» Reading text

++++++

This function constructs and applies a Scan op to the provided
arguments.
:param fn:
``fn`` is a function that describes the operations involved in one
step of ``scan``. ``fn`` should construct variables describing the
output of one iteration step. It should expect as input theano
variables representing all the slices of the input sequences
and previous values of the outputs, as well as all other arguments
given to scan as ``non_sequences``. The order in which scan passes
these variables to ``fn`` is the following :
* all time slices of the first sequence
* all time slices of the second sequence
* ...
* all time slices of the last sequence
* all past slices of the first output
* all past slices of the second otuput
* ...
* all past slices of the last output
* all other arguments (the list given as `non_sequences` to
scan)
The order of the sequences is the same as the one in the list
`sequences` given to scan. The order of the outputs is the same
as the order of ``outputs_info``. For any sequence or output the
order of the time slices is the same as the one in which they have
been given as taps. For example if one writes the following :
.. code-block:: python
scan(fn, sequences = [ dict(input= Sequence1, taps = [-3,2,-1])
, Sequence2
, dict(input = Sequence3, taps = 3) ]
, outputs_info = [ dict(initial = Output1, taps = [-3,-5])
, dict(initial = Output2, taps = None)
, Output3 ]
, non_sequences = [ Argument1, Argument 2])
``fn`` should expect the following arguments in this given order:
#. ``Sequence1[t-3]``
#. ``Sequence1[t+2]``
#. ``Sequence1[t-1]``
#. ``Sequence2[t]``
#. ``Sequence3[t+3]``
#. ``Output1[t-3]``
#. ``Output1[t-5]``
#. ``Output3[t-1]``
#. ``Argument1``
#. ``Argument2``
The list of ``non_sequences`` can also contain shared variables
used in the function, though ``scan`` is able to figure those
out on its own so they can be skipped. For the clarity of the
code we recommend though to provide them to scan. To some extend
``scan`` can also figure out other ``non sequences`` (not shared)

++++++

» Data shown
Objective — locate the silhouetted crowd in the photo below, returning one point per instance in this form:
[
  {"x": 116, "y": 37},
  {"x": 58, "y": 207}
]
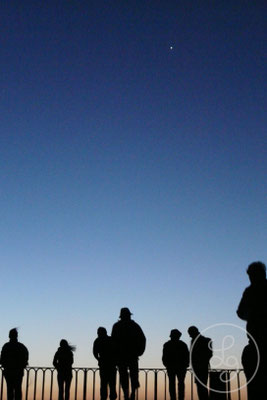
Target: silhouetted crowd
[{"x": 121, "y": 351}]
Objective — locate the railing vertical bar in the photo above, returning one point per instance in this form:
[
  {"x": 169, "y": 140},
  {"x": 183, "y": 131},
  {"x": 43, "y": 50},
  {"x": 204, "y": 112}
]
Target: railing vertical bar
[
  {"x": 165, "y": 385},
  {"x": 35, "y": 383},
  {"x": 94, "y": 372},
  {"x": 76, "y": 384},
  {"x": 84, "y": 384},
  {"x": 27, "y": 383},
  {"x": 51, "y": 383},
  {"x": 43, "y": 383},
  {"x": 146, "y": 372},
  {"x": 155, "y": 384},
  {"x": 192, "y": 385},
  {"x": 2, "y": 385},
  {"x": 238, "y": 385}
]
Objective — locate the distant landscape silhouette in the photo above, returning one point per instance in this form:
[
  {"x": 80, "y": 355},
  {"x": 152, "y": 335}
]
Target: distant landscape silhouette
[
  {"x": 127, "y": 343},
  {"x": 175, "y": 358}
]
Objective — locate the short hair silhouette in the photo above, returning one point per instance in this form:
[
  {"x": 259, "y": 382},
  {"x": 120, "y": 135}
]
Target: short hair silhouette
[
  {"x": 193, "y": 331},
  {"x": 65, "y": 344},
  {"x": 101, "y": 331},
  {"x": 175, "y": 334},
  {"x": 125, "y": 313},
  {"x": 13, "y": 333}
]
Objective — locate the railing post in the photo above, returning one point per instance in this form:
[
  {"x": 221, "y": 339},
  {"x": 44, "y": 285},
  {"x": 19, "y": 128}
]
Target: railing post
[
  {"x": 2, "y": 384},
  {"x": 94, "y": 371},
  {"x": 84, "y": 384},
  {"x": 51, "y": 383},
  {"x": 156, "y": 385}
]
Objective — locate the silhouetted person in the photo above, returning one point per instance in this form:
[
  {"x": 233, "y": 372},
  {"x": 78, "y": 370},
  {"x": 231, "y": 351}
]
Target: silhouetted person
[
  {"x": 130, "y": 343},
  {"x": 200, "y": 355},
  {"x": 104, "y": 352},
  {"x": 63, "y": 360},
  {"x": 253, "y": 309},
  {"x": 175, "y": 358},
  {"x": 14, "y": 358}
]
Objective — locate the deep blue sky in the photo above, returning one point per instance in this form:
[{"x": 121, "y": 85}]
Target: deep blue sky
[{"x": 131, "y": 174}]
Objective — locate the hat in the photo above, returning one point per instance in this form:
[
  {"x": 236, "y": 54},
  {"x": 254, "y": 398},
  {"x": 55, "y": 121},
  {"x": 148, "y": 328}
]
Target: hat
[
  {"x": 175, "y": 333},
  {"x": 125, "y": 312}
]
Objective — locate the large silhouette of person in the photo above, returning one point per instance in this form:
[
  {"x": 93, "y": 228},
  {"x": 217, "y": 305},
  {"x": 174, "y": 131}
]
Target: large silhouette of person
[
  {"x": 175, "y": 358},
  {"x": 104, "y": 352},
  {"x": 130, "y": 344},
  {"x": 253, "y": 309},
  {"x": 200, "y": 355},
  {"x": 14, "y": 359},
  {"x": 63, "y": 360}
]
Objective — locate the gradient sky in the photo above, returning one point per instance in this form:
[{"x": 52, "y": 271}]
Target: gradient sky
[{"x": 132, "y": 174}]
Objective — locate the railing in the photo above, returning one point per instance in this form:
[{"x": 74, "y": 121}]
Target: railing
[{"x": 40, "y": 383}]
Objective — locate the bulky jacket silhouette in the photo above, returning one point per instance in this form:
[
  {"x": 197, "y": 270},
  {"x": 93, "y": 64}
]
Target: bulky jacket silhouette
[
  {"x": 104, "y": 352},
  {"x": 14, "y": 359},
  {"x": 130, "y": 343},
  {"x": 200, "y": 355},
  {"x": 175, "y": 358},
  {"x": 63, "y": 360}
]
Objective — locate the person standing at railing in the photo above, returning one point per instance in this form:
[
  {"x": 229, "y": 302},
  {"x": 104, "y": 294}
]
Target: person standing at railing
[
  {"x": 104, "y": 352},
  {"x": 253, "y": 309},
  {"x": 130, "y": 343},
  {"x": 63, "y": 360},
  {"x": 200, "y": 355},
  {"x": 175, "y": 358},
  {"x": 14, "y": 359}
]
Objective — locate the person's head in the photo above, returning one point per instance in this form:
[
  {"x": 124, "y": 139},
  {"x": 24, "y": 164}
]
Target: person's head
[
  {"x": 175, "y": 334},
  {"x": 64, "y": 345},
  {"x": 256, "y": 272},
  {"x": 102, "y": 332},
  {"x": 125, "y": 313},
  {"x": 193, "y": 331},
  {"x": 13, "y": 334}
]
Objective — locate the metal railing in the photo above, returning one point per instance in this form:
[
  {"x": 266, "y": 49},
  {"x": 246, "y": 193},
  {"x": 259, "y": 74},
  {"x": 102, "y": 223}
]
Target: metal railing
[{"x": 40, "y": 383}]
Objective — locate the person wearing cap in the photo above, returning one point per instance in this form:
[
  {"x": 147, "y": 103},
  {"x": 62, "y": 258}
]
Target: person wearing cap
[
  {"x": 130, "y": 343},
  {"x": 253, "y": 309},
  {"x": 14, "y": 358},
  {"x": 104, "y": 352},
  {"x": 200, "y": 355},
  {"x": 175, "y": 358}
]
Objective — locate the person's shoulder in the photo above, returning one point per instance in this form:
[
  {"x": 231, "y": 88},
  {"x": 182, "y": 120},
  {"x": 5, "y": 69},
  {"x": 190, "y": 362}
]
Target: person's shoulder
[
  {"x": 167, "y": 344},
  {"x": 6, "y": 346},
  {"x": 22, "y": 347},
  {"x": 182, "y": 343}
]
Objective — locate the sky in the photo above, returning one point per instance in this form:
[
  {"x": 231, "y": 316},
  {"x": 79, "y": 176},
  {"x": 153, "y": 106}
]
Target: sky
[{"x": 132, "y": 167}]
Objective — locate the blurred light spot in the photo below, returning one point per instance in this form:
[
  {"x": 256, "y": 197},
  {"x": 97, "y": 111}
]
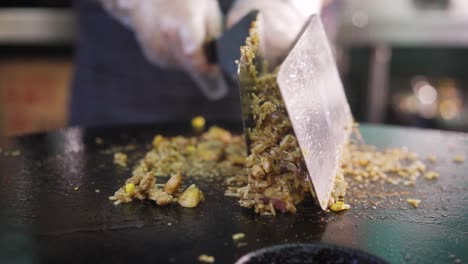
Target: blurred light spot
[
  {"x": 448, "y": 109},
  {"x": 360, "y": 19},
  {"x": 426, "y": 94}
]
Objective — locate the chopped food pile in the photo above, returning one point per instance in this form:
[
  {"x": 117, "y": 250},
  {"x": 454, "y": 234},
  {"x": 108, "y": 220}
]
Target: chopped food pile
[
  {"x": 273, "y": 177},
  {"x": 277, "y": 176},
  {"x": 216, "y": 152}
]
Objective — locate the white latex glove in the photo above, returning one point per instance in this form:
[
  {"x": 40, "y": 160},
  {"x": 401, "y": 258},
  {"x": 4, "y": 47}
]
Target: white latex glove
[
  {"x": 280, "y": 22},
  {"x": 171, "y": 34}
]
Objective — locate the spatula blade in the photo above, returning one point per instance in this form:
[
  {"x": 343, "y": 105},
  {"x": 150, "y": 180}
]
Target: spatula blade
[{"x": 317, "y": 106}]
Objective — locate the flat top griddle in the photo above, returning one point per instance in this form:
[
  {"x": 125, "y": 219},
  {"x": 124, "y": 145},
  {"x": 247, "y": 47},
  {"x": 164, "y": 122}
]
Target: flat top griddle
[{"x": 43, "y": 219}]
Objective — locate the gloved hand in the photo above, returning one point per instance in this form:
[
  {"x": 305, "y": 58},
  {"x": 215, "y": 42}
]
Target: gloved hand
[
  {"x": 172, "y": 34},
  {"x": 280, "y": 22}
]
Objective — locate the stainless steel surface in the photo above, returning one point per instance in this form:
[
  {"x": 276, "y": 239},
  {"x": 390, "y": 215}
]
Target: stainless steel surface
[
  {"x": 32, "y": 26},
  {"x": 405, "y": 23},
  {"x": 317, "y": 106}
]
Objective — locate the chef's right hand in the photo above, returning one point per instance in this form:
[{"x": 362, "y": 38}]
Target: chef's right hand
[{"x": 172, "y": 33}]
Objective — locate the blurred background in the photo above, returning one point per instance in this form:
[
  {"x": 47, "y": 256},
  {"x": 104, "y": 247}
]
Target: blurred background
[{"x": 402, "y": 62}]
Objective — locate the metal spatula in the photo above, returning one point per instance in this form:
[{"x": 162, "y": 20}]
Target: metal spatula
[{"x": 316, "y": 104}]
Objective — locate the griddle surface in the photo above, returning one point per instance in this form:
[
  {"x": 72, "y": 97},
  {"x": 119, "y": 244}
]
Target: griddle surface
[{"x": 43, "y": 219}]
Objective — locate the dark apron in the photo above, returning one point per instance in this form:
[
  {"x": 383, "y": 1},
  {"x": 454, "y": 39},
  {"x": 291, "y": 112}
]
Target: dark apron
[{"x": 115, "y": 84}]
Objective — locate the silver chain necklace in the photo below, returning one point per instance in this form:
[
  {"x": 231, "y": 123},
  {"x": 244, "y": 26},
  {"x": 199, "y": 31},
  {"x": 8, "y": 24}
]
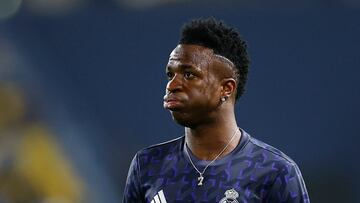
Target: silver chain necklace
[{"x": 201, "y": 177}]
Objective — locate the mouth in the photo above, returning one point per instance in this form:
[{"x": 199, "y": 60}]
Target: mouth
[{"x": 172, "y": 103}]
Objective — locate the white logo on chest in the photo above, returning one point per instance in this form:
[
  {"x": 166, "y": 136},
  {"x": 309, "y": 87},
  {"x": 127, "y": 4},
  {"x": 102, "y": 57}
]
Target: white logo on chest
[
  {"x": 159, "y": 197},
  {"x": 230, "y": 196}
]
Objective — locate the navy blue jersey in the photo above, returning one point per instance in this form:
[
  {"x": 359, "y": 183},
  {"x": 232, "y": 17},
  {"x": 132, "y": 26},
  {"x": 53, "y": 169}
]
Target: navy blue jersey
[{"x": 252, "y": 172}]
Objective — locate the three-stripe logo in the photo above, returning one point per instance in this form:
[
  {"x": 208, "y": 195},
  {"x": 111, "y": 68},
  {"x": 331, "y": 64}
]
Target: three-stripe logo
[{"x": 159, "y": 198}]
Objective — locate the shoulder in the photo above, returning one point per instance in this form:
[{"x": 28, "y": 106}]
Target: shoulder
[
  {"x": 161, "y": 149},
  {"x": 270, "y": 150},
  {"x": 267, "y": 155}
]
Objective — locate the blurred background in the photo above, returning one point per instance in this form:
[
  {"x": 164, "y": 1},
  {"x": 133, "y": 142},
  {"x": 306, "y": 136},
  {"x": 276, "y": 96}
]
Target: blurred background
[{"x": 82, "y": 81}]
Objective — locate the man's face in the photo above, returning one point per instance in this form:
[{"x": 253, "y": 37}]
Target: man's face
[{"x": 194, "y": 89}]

++++++

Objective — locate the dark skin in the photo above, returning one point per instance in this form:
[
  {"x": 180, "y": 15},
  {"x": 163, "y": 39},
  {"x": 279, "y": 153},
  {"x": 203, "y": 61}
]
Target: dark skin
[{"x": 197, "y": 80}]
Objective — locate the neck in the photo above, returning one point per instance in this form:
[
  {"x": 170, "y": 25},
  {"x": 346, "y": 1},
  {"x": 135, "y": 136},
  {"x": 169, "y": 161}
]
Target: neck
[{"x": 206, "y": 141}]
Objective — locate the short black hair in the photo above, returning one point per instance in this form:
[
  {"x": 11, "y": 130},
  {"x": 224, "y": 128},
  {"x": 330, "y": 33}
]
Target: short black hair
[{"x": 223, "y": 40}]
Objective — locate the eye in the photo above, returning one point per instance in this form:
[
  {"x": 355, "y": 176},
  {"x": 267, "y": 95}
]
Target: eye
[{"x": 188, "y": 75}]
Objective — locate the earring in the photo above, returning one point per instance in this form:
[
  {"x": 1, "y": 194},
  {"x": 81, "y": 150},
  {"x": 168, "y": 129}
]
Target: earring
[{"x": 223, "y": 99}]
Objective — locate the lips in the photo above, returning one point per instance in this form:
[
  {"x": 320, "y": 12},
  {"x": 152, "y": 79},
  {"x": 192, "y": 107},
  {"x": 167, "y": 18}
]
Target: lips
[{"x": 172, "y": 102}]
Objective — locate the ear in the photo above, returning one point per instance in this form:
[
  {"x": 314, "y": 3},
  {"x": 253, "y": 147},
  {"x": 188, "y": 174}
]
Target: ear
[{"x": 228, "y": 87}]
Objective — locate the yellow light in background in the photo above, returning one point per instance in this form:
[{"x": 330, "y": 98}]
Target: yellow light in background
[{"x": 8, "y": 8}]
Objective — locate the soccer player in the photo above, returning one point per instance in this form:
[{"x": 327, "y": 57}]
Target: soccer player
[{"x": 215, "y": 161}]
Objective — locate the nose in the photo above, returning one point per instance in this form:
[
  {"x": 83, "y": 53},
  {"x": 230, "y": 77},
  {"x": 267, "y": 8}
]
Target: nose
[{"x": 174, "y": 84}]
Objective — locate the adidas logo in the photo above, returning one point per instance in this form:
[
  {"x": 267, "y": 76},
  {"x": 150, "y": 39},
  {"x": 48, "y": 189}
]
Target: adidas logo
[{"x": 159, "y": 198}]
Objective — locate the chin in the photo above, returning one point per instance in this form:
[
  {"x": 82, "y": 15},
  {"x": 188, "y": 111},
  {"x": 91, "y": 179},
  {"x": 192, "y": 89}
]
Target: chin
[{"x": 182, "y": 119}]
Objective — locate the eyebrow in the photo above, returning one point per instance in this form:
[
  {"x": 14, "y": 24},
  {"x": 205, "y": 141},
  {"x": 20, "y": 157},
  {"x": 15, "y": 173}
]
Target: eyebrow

++++++

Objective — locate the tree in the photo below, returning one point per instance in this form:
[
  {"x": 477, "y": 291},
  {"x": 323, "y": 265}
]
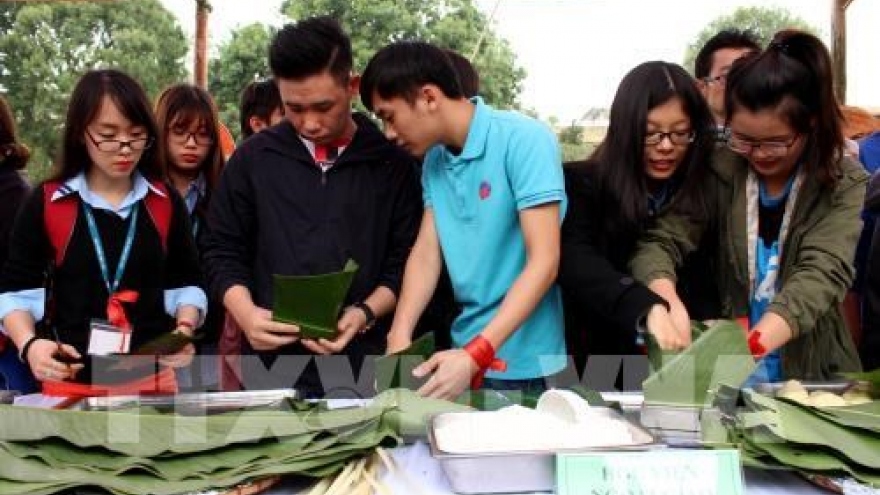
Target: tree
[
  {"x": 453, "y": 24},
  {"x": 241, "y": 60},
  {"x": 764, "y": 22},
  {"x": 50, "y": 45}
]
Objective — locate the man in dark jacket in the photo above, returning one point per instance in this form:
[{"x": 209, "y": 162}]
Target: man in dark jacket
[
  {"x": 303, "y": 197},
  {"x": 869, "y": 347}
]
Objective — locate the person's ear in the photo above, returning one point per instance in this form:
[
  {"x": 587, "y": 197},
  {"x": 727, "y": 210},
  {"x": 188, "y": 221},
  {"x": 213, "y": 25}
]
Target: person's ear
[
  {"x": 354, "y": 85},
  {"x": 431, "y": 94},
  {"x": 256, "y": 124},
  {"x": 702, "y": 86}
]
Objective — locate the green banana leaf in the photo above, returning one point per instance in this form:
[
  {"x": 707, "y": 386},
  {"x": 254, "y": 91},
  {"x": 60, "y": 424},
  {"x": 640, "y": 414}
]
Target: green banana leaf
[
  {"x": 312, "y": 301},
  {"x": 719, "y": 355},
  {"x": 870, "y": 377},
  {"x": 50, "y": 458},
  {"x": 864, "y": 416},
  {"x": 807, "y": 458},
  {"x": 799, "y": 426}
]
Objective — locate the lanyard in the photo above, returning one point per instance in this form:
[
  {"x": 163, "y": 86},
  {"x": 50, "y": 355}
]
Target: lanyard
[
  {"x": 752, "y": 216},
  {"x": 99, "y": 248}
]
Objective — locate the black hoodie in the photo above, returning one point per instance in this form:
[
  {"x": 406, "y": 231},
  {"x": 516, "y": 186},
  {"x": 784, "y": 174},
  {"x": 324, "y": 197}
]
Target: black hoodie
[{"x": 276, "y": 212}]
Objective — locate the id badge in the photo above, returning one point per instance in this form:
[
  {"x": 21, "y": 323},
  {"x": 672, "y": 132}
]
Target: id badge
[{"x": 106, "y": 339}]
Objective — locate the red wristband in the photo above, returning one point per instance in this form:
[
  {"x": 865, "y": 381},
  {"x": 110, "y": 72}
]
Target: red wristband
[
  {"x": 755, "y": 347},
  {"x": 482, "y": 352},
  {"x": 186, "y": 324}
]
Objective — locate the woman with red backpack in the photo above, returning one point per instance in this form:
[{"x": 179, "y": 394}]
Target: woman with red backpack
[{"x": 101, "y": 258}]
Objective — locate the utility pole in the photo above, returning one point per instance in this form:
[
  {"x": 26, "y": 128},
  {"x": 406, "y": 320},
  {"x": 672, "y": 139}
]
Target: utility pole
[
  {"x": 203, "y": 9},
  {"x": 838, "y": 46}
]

++++++

» Work instructions
**A.** In the scan documentation's example, which argument does fn expect immediately after Sequence2[t]?
**B.** Carry on the scan documentation from the point where it stops.

» Responses by task
**A.** Sequence3[t+3]

**B.**
even if not passed to scan (but used by `fn`). A simple example of
this would be :
.. code-block:: python
import theano.tensor as TT
W = TT.matrix()
W_2 = W**2
def f(x):
return TT.dot(x,W_2)
The function is expected to return two things. One is a list of
outputs ordered in the same order as ``outputs_info``, with the
difference that there should be only one output variable per
output initial state (even if no tap value is used). Secondly
`fn` should return an update dictionary (that tells how to
update any shared variable after each iteration step). The
dictionary can optionally be given as a list of tuples. There is
no constraint on the order of these two list, ``fn`` can return
either ``(outputs_list, update_dictionary)`` or
``(update_dictionary, outputs_list)`` or just one of the two (in
case the other is empty).
To use ``scan`` as a while loop, the user needs to change the
function ``fn`` such that also a stopping condition is returned.
To do so, he/she needs to wrap the condition in an ``until`` class.
The condition should be returned as a third element, for example:
.. code-block:: python
...
return [y1_t, y2_t], {x:x+1}, theano.scan_module.until(x < 50)
Note that a number of steps (considered in here as the maximum
number of steps ) is still required even though a condition is
passed (and it is used to allocate memory if needed). = {}):
:param sequences:
``sequences`` is the list of Theano variables or dictionaries
describing the sequences ``scan`` has to iterate over. If a
sequence is given as wrapped in a dictionary, then a set of optional
information can be provided about the sequence. The dictionary
should have the following keys:
* ``input`` (*mandatory*) -- Theano variable representing the
sequence.
* ``taps`` -- Temporal taps of the sequence required by ``fn``.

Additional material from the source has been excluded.